_List of tasks_
a. Print the part of the forum thread about finding a gaming group near Fairfax that starts at "# Any group" and ends at "not every Friday.".
b. Name every town or city mentioned in the thread about finding a gaming group near Fairfax.

_Excerpt to read_
· · · · ·

# Any group in Fairfax area looking for a player?



## Hammerforge (Jun 28, 2007)

Hi,

I'm looking to join a group, or perhaps even start one if need be. I know D&D 3.5 is pretty much the system of choice on this board, but I am also open to other systems such as GURPS, Savage Worlds, or HARP. I'm even willing to run an Eberron campaign eventually, though not right away. I live in Manassas but am relatively close to Fairfax and Chantilly.

As far as times go, Saturdays and Sundays are really not good for me. Fridays are the best, though not every Friday.

Just reply to this post if you're interested.

Thanks.


----------



## Cyronax (Jun 29, 2007)

Hi Hammerforge,

I'm putting together a new group in Alexandria that will probably play on Saturdays 2-3 times a month, in case you happen to find your Saturdays free ever (though you said they were not ..... oh well). It'll be a 3.5 D&D game in a somewhat generic Greyhawk/Mystara type world, but it will also have lots of new stuff as well. 

Shoot me a PM if you'd like to hear more. 

C.I.D.


----------



## Hammerforge (Jun 29, 2007)

Cyronax said:
			
		

> Hi Hammerforge,
> 
> I'm putting together a new group in Alexandria that will probably play on Saturdays 2-3 times a month, in case you happen to find your Saturdays free ever (though you said they were not ..... oh well). It'll be a 3.5 D&D game in a somewhat generic Greyhawk/Mystara type world, but it will also have lots of new stuff as well.
> 
> ...




Sounds tempting, but I honestly couldn't make it on very many Saturdays. Gaming on a Saturday would be the exception rather than the norm, unless it happened early (like noon to 6 p.m. or something like that).


----------

· · · · ·

_Data extract_
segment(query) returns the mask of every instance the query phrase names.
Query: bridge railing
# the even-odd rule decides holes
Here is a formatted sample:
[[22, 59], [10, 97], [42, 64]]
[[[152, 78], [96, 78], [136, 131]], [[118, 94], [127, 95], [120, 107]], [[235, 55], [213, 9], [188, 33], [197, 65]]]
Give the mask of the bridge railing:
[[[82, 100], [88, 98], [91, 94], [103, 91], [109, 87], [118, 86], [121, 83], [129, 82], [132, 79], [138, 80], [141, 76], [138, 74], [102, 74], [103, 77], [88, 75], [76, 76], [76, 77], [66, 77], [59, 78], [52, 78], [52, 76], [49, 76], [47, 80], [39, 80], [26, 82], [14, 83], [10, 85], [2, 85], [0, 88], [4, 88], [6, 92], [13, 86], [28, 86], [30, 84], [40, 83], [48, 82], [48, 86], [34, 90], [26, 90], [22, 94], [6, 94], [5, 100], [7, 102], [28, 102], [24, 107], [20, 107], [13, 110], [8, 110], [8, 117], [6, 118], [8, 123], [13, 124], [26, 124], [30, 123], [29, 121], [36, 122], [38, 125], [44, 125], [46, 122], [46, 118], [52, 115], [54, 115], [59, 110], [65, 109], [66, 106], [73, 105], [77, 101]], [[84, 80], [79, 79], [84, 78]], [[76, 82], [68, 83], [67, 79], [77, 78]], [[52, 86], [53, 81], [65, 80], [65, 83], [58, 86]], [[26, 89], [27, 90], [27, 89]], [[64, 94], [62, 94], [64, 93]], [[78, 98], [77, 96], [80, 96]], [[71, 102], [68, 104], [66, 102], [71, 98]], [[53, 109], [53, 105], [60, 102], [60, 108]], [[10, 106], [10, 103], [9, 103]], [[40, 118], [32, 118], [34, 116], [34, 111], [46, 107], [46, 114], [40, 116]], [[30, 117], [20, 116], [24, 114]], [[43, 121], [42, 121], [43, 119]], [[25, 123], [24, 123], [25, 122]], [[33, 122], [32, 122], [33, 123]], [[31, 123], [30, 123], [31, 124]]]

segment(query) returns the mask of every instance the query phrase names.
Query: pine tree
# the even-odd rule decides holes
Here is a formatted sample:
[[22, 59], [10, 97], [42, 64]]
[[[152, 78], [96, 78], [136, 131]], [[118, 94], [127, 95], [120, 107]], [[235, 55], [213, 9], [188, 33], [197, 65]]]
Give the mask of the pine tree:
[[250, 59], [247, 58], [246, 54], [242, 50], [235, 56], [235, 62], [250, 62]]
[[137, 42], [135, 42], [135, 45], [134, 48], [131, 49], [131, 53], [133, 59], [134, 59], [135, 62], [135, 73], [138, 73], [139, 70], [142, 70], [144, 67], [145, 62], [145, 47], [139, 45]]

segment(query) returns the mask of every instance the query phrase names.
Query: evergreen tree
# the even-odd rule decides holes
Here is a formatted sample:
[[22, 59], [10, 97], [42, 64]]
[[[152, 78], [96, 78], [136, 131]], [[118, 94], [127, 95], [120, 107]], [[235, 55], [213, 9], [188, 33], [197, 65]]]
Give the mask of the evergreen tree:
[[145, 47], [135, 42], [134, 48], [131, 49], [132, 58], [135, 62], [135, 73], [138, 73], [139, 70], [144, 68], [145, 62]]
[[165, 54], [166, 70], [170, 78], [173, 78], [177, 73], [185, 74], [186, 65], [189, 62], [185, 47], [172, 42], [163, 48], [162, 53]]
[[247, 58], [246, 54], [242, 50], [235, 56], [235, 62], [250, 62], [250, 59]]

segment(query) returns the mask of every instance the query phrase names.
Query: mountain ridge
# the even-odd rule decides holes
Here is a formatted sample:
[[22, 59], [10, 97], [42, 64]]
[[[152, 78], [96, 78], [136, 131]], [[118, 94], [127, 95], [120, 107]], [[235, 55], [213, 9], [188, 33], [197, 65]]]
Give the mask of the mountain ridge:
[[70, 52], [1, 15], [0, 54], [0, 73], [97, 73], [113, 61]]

· · · · ·

_Full answers_
a.
# Any group in Fairfax area looking for a player?



## Hammerforge (Jun 28, 2007)

Hi,

I'm looking to join a group, or perhaps even start one if need be. I know D&D 3.5 is pretty much the system of choice on this board, but I am also open to other systems such as GURPS, Savage Worlds, or HARP. I'm even willing to run an Eberron campaign eventually, though not right away. I live in Manassas but am relatively close to Fairfax and Chantilly.

As far as times go, Saturdays and Sundays are really not good for me. Fridays are the best, though not every Friday.

b. Fairfax, Manassas, Chantilly, Alexandria